Using Graphs

## Introduction to using graphs

In this section I am going to spell out, in as simple terms as possible, a method of normalizing that uses graphs. These graphs are called determinancy diagrams. The reason for learning this method in addition to the first method is that it has proven to be easier to grasp. You may then wonder: “If it is easier to grasp, then why learn the first method?” Well, you will see normalization discussed in terms of the first method in many more places than you will see the second — so I thought that you should learn both. In this section I will work through a problem, describing the method as we solve the problem. At the end of the section I summarize the method in a figure so that you can have something to which you can refer.

### The problem

We have a form for which we want to construct a normalized database (i.e., one that is in 3rd normal form). The form is shown in this figure.

#### A purchase order

 PO # Date Vendor ID Name Address City ST ZIP
Part ID Name Category ID Category Name Delivery date Price Quantity Extended price
Subtotal
Tax rate
Tax
Total
For use by office
Input by:
Accepted by (Y/N):
Date input:
Tax rate is based on the vendor's address. It is 6% in MI, 5% otherwise.

Look at this form and figure out what each field and field name means. Do this now.

## DATASET EXTRACT

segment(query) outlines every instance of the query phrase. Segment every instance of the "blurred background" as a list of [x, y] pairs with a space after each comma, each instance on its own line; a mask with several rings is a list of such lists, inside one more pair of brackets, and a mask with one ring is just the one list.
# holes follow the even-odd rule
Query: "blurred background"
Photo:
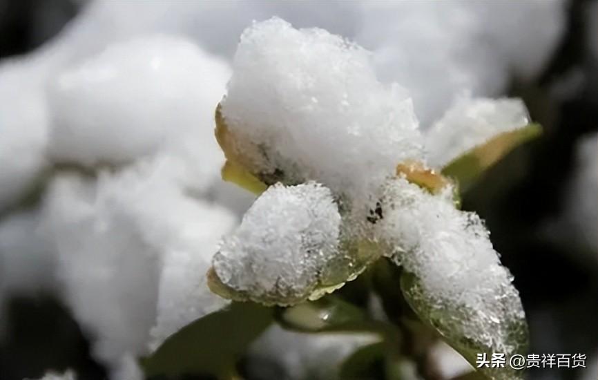
[[[65, 156], [69, 164], [84, 161], [62, 153], [68, 146], [54, 146], [59, 144], [51, 133], [38, 138], [46, 133], [36, 124], [46, 116], [38, 113], [49, 114], [51, 124], [76, 112], [55, 104], [41, 113], [35, 108], [39, 94], [63, 71], [110, 44], [157, 32], [182, 36], [224, 68], [201, 73], [218, 75], [218, 85], [206, 89], [216, 93], [206, 101], [206, 108], [213, 110], [240, 35], [252, 20], [274, 15], [371, 50], [380, 80], [396, 81], [412, 94], [424, 129], [463, 93], [523, 99], [532, 120], [544, 127], [543, 137], [492, 168], [465, 195], [463, 207], [486, 220], [514, 276], [530, 352], [588, 357], [586, 370], [537, 369], [529, 378], [598, 379], [598, 1], [592, 0], [0, 0], [0, 379], [39, 378], [48, 369], [73, 368], [84, 379], [113, 373], [94, 354], [93, 334], [82, 327], [81, 312], [73, 312], [70, 296], [52, 274], [61, 264], [46, 252], [51, 245], [32, 247], [31, 225], [43, 224], [38, 219], [44, 213], [35, 213], [44, 209], [46, 190], [32, 191], [31, 183], [46, 175], [48, 167], [63, 164]], [[118, 86], [112, 90], [117, 93]], [[211, 138], [212, 127], [206, 122], [200, 144]], [[43, 164], [29, 163], [34, 151]], [[47, 151], [61, 160], [46, 159]], [[208, 160], [217, 162], [216, 172], [218, 159]], [[251, 199], [218, 186], [200, 198], [238, 218]], [[13, 222], [23, 215], [26, 222]], [[279, 379], [294, 378], [281, 371]]]

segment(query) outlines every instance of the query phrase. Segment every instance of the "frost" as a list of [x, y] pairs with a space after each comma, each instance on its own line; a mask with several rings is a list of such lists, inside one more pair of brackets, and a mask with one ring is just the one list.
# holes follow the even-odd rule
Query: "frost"
[[462, 354], [519, 352], [525, 344], [519, 293], [474, 213], [405, 179], [390, 182], [377, 225], [392, 258], [414, 278], [403, 291]]
[[97, 180], [62, 175], [44, 202], [66, 303], [115, 370], [225, 303], [207, 287], [206, 256], [235, 218], [186, 196], [162, 175], [167, 163]]
[[260, 379], [273, 377], [268, 370], [277, 366], [284, 371], [283, 378], [289, 380], [338, 379], [345, 359], [358, 348], [379, 340], [374, 334], [305, 334], [273, 325], [250, 349], [252, 360], [263, 365], [250, 366], [249, 370]]
[[340, 216], [330, 191], [314, 182], [276, 184], [220, 244], [213, 268], [235, 298], [288, 305], [325, 283], [338, 250]]
[[426, 133], [429, 163], [442, 167], [497, 135], [529, 123], [520, 99], [461, 97]]
[[267, 182], [358, 192], [422, 157], [404, 91], [378, 82], [368, 52], [321, 29], [276, 18], [247, 29], [221, 104], [232, 153]]
[[213, 109], [229, 75], [226, 64], [184, 38], [153, 35], [111, 45], [54, 82], [50, 155], [93, 166], [160, 149], [215, 176], [222, 153], [212, 133]]
[[206, 274], [219, 240], [233, 229], [236, 218], [222, 207], [194, 203], [186, 212], [179, 211], [181, 229], [163, 258], [152, 350], [181, 327], [229, 303], [210, 291]]

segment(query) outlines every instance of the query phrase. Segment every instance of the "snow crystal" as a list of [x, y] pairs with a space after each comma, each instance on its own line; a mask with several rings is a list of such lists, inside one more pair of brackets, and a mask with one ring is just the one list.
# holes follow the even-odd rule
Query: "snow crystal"
[[235, 153], [267, 179], [363, 191], [422, 156], [411, 100], [378, 82], [368, 52], [321, 29], [247, 29], [222, 105]]
[[361, 347], [376, 343], [374, 334], [305, 334], [283, 330], [278, 325], [269, 328], [250, 348], [252, 361], [267, 365], [251, 366], [251, 373], [260, 379], [272, 377], [264, 372], [277, 365], [284, 379], [337, 379], [340, 364]]
[[307, 298], [339, 256], [340, 216], [330, 191], [314, 182], [270, 187], [223, 239], [218, 278], [242, 298], [289, 304]]
[[97, 180], [61, 175], [45, 201], [67, 304], [95, 337], [95, 356], [113, 368], [224, 302], [207, 288], [206, 256], [235, 218], [186, 196], [163, 163]]
[[512, 330], [523, 312], [512, 276], [483, 222], [455, 209], [450, 192], [434, 196], [403, 178], [389, 182], [376, 225], [381, 241], [417, 278], [412, 296], [430, 309], [430, 318], [444, 319], [443, 334], [513, 352], [520, 342], [513, 341]]
[[233, 229], [236, 218], [222, 207], [194, 202], [180, 215], [176, 245], [164, 258], [152, 349], [195, 319], [228, 304], [208, 288], [206, 274], [219, 240]]
[[529, 122], [528, 108], [520, 99], [461, 97], [427, 131], [428, 162], [442, 167], [496, 135]]
[[0, 211], [26, 196], [45, 164], [46, 99], [27, 62], [0, 66]]
[[182, 37], [111, 45], [51, 87], [50, 155], [84, 165], [120, 164], [164, 147], [218, 173], [213, 110], [229, 74], [225, 64]]

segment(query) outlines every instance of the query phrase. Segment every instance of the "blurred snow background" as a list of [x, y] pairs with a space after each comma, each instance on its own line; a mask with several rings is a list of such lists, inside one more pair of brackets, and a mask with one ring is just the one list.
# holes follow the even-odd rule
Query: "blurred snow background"
[[[213, 111], [239, 35], [273, 15], [371, 50], [425, 131], [461, 97], [523, 97], [546, 137], [497, 168], [518, 182], [482, 184], [465, 207], [515, 275], [532, 352], [598, 348], [598, 263], [578, 259], [598, 258], [597, 1], [41, 4], [0, 1], [0, 378], [132, 376], [132, 356], [226, 303], [204, 277], [253, 197], [220, 179]], [[43, 344], [23, 335], [39, 319]], [[336, 341], [286, 334], [256, 350], [291, 377], [292, 358]]]

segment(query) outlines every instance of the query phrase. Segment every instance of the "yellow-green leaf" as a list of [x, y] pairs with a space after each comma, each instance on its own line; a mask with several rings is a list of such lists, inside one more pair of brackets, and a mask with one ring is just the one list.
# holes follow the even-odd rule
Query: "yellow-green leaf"
[[466, 190], [488, 168], [518, 146], [533, 140], [542, 133], [542, 127], [530, 124], [523, 128], [504, 132], [453, 160], [442, 169], [442, 174], [457, 180], [461, 191]]
[[272, 321], [273, 310], [253, 303], [233, 303], [197, 319], [140, 360], [150, 376], [209, 374], [223, 377], [249, 343]]

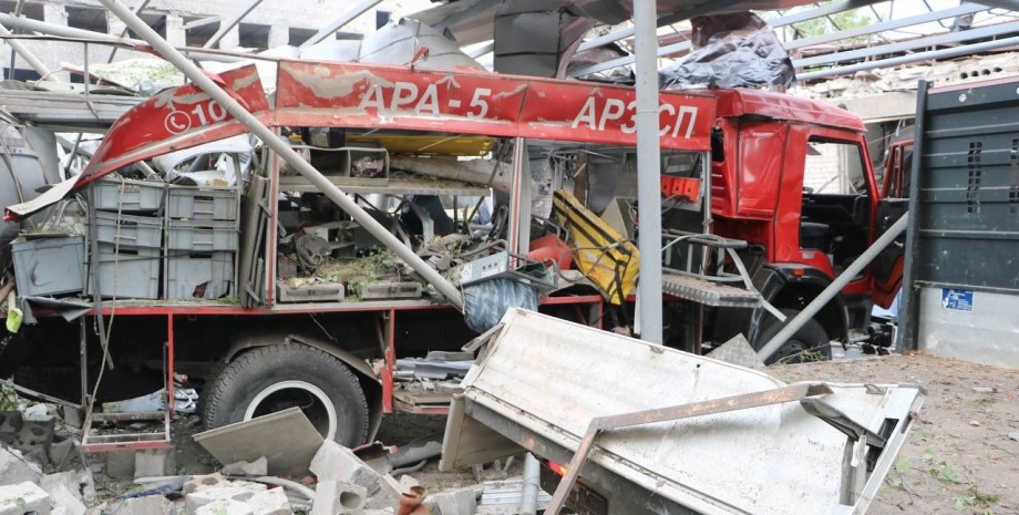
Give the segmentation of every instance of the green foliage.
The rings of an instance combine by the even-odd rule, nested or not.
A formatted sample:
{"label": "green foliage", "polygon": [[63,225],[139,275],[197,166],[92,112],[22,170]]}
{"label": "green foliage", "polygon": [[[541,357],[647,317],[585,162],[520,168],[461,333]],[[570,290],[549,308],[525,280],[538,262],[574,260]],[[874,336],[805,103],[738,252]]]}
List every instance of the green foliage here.
{"label": "green foliage", "polygon": [[[799,34],[794,37],[802,39],[850,29],[858,29],[861,27],[868,25],[871,22],[871,16],[864,12],[862,9],[842,11],[836,12],[830,17],[814,18],[793,24],[793,28],[795,29],[794,34]],[[860,42],[865,41],[866,39],[866,35],[861,35],[843,40],[843,42]]]}

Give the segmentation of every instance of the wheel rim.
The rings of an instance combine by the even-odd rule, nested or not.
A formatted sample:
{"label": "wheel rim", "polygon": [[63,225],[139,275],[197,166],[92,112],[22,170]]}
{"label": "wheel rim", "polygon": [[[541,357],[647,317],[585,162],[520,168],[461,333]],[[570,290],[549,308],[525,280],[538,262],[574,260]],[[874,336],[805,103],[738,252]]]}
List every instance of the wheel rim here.
{"label": "wheel rim", "polygon": [[248,403],[244,420],[295,406],[301,409],[326,440],[336,439],[336,408],[322,389],[305,381],[281,381],[258,392]]}

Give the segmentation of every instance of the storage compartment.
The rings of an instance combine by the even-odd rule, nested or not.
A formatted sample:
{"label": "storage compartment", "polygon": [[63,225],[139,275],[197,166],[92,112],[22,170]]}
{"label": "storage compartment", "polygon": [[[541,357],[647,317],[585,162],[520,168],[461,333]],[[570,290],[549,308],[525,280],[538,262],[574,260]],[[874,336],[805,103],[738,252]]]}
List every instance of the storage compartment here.
{"label": "storage compartment", "polygon": [[189,254],[166,258],[167,300],[213,300],[231,293],[234,253]]}
{"label": "storage compartment", "polygon": [[18,295],[76,293],[85,287],[85,238],[22,239],[11,245]]}
{"label": "storage compartment", "polygon": [[[343,147],[329,151],[337,154],[338,165],[321,168],[322,175],[339,185],[372,186],[389,183],[389,151],[372,147]],[[300,175],[280,175],[280,189],[307,185]]]}
{"label": "storage compartment", "polygon": [[340,302],[346,297],[340,284],[290,286],[279,281],[276,291],[280,302]]}
{"label": "storage compartment", "polygon": [[169,219],[166,234],[166,248],[189,253],[234,251],[239,238],[236,222]]}
{"label": "storage compartment", "polygon": [[92,204],[104,210],[155,213],[163,208],[165,190],[162,182],[101,178],[92,183]]}
{"label": "storage compartment", "polygon": [[193,220],[236,220],[240,209],[237,188],[168,186],[166,216]]}
{"label": "storage compartment", "polygon": [[99,291],[95,284],[89,291],[103,298],[158,299],[161,249],[99,244]]}
{"label": "storage compartment", "polygon": [[163,247],[163,218],[152,216],[95,213],[96,236],[100,243],[123,247]]}

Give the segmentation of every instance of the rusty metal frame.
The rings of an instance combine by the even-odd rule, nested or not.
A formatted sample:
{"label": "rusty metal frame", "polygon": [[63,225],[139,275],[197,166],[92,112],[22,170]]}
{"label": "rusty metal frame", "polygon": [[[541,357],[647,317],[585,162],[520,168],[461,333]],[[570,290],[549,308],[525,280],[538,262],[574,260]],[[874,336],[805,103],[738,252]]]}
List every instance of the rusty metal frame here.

## PROBLEM
Please repeat the passage of the text on using graphs starting at "PO # Date Vendor" and ending at "Do this now.", swapping "Quantity" for "Amount". The material plays no part in the work here.

## ANSWER TO THIS EXERCISE
PO # Date Vendor ID Name Address City ST ZIP
Part ID Name Category ID Category Name Delivery date Price Amount Extended price
Subtotal
Tax rate
Tax
Total
For use by office
Input by:
Accepted by (Y/N):
Date input:
Tax rate is based on the vendor's address. It is 6% in MI, 5% otherwise.

Look at this form and figure out what each field and field name means. Do this now.